* EXERCISE PASSAGE:
──────────────────────────────
Marli's birth story wasn't what I would call my ideal plan. I wanted to have a completely natural birth with no epidural and no Pitocin. My water broke two weeks before my duedate, I went to the hospital about an hour and a half later without feeling ANY contractions. Zip. Zero. Zilch. So, they began to give me Pitocin 2.5 hours after my water broke. Ick. Not really what I wanted to have to do to speed things up, but when your water breaks, times a tickin'. My first contraction (of course it was induced so it was worse than a natural one) hit me and it was painful. I stuck it out naturally for 11 hours and then decided at 2am (after finding out I was only at 3cm) that I wanted an epidural. So, I got one and promptly fell asleep. Since many women actually have shorter labors than 11 hours, I felt I did a good job at sticking it out for at least that long!
In the morning, I continued to labor and they kept checking me and my progress was just not coming along. Marli was just too comfy in there. By 2pm the following afternoon, I was FINALLY dilated to 10cm...sort of. There was a bit of an issue with my cervical opening and the nurse had to hold it open slightly while I pushed...interesting. I pushed for 2 hours with absolutely no progress. I was pushing for all I was worth, too! Since it had been 27 hours since my water broke and there was some concern that the baby would have a dry birth (definitely not good!) I was taken in for a c-section. :(
The last thing I wanted to hear was that the baby wasn't going to come out the natural way. I cried and Ibis just held my hand and said that I was doing a good job and it doesn't matter how the baby gets here, just that she gets here healthy. So, off to the operating room I went with Ibis in his oh-so-sexy blue scrubs. At 4:36pm November 6th, Marli Jayne was born at 8lbs 1oz. Completely healthy and with a very cone-shaped head. I was told that she was face up and the cord was wrapped around her neck. So THAT'S why she was being stubborn and not coming out. It made me feel a bit better. Also, because of my condition with Gestational Diabetes, the fact that the doctor let me go so long with the labor (since she could have been a lot bigger) was good, though futile in the end.
Moving on to Penelope. My goal is to try it again. I may seem silly, but I don't like failure. Not that Marli's birth was necessarily a failure. I just want to have that opportunity to put my baby up to my chest and hold her immediately after the birth instead of waiting 3 hours!!! Ridiculous. I had to wait in recovery, then they didn't bring me Marli until 7:30pm. My plan for Pepper is to have another trial of labor and NOT have to have Pitocin and an epidural and a c-section. Why do I want to inflict this kind of torture on my body? Because I'm a woman and that's what my body is meant to do. It will know what to do when the time comes. I also feel a bit more prepared as far as my expectations and how it feels. I'm just praying that I can deliver the way I would like and hoping for the best.
──────────────────────────────
* ASSIGNMENT 1:
Summarize the birth story in two sentences.
* ASSIGNMENT 2:
Transcribe the birth story from "Moving on to" up to and including "for the best.".

* SOURCE DATA:
──────────────────────────────
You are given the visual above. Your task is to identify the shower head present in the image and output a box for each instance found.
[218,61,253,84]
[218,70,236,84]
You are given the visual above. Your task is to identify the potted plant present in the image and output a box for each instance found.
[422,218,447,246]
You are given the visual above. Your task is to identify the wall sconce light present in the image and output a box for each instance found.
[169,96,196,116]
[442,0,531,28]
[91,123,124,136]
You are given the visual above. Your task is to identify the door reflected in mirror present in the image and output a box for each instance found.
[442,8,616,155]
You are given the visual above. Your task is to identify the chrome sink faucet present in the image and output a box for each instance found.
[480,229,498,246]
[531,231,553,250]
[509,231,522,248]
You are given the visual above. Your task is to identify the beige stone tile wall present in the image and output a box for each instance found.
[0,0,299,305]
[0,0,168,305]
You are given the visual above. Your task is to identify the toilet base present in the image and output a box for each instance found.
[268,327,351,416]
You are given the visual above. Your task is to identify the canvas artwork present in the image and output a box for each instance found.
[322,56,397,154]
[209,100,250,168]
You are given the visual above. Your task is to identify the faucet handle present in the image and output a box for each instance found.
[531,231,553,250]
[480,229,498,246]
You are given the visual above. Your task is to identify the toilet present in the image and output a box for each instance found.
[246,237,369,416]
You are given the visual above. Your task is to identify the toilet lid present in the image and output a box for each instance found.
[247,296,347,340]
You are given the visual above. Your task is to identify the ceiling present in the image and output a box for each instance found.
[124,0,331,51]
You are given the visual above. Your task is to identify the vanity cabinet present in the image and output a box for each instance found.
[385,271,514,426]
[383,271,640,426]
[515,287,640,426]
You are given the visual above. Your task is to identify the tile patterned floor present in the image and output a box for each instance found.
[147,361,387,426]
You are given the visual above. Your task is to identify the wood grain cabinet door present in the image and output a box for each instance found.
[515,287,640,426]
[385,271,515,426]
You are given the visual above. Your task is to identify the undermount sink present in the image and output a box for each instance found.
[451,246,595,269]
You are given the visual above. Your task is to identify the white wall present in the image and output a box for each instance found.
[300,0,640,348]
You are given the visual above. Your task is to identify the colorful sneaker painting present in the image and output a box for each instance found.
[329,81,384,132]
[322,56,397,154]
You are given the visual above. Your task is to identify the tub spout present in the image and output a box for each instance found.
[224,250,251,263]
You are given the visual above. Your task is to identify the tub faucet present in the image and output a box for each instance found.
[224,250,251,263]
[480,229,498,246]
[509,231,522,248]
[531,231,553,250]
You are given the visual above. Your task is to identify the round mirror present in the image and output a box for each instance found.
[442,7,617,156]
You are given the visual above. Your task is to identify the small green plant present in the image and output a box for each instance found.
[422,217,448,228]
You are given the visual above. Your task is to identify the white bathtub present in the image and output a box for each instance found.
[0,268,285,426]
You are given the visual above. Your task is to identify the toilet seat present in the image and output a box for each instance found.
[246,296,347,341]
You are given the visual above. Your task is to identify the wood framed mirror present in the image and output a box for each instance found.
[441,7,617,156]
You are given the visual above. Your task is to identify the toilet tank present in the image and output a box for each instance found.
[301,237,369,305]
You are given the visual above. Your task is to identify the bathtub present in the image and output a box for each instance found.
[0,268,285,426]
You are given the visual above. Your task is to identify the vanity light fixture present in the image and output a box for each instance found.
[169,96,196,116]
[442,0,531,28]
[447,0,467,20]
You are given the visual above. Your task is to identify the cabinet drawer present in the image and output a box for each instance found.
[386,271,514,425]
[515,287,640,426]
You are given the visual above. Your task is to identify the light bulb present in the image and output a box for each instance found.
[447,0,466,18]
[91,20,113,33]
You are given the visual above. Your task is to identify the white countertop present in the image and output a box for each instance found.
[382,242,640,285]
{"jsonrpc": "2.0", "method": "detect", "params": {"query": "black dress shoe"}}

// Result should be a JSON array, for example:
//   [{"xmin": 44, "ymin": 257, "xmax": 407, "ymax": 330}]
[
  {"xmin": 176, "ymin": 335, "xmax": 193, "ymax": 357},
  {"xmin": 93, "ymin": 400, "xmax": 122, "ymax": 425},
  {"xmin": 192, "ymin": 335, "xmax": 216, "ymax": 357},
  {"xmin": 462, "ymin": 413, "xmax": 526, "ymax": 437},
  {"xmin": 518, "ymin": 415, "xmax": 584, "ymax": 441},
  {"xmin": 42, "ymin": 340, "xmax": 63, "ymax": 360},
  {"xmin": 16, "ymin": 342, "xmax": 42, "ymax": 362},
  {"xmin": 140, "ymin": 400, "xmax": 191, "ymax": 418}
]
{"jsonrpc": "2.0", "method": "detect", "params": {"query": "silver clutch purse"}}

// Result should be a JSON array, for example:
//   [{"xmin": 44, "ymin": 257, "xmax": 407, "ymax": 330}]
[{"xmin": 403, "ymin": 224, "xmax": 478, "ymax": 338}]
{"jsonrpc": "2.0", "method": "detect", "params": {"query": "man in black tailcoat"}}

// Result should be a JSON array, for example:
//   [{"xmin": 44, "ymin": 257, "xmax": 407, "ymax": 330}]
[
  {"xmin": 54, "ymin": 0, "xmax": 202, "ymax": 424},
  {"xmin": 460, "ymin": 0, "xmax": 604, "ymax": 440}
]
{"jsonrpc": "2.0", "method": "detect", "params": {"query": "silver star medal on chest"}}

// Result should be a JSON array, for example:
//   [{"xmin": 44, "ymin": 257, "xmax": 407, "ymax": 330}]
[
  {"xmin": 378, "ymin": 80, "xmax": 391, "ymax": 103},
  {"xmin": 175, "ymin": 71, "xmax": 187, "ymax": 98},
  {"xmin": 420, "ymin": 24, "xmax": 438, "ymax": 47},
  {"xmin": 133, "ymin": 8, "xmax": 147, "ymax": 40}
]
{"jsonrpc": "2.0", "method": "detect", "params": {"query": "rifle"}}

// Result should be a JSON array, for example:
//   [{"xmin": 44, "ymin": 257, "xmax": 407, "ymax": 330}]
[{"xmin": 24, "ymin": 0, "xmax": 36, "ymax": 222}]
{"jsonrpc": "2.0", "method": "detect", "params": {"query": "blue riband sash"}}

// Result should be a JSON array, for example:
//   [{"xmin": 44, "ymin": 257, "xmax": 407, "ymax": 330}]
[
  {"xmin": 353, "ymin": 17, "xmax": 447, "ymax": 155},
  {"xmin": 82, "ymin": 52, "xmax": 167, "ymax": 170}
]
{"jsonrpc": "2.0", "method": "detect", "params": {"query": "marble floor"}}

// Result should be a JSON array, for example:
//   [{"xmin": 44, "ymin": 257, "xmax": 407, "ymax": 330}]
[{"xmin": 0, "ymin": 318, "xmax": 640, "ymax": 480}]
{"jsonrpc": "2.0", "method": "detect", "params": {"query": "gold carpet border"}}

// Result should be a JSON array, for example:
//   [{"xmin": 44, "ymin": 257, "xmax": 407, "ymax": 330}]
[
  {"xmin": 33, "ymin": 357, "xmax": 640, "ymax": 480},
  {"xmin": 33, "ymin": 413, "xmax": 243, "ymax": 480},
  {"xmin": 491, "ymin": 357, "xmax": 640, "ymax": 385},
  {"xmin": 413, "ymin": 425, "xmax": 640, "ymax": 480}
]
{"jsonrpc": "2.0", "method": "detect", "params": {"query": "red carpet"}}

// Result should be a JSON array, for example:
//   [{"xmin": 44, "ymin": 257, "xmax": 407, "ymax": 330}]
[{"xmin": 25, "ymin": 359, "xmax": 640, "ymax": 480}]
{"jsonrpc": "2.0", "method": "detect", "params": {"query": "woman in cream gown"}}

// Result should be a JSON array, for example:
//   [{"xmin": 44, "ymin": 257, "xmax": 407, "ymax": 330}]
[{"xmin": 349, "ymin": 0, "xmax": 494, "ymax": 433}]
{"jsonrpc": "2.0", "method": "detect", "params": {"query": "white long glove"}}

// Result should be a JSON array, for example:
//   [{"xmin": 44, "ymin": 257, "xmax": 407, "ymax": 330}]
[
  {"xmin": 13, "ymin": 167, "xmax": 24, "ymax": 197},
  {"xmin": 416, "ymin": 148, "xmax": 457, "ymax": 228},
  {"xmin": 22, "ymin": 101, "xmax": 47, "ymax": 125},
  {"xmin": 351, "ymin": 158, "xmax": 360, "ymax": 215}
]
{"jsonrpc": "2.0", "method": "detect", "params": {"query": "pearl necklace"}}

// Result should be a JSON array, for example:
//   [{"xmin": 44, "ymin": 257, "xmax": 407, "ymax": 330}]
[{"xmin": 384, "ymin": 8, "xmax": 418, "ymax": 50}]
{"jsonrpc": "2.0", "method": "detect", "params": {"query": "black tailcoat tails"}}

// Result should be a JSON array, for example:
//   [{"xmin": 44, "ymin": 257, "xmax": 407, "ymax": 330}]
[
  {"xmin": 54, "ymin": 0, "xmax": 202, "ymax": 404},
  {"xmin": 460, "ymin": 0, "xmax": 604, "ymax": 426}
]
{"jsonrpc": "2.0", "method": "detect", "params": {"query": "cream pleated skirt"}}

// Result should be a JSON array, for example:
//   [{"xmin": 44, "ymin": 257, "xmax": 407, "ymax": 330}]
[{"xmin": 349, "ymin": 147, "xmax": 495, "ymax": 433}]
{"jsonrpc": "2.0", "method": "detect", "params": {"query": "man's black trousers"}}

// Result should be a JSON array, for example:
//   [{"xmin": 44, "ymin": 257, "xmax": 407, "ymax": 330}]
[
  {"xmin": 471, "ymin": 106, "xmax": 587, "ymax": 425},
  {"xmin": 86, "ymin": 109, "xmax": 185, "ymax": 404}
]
──────────────────────────────
* EXPECTED OUTPUT 1:
Hoping for a natural birth, the writer was given Pitocin after her water broke two weeks early without contractions, chose an epidural after 11 hours, and, after pushing for two hours with no progress, delivered a healthy Marli Jayne by c-section; the baby had been face up with the cord wrapped around her neck. For the next baby, Penelope, the writer plans another trial of labor without Pitocin, an epidural or a c-section, wanting to hold the baby right after the birth.

* EXPECTED OUTPUT 2:
Moving on to Penelope. My goal is to try it again. I may seem silly, but I don't like failure. Not that Marli's birth was necessarily a failure. I just want to have that opportunity to put my baby up to my chest and hold her immediately after the birth instead of waiting 3 hours!!! Ridiculous. I had to wait in recovery, then they didn't bring me Marli until 7:30pm. My plan for Pepper is to have another trial of labor and NOT have to have Pitocin and an epidural and a c-section. Why do I want to inflict this kind of torture on my body? Because I'm a woman and that's what my body is meant to do. It will know what to do when the time comes. I also feel a bit more prepared as far as my expectations and how it feels. I'm just praying that I can deliver the way I would like and hoping for the best.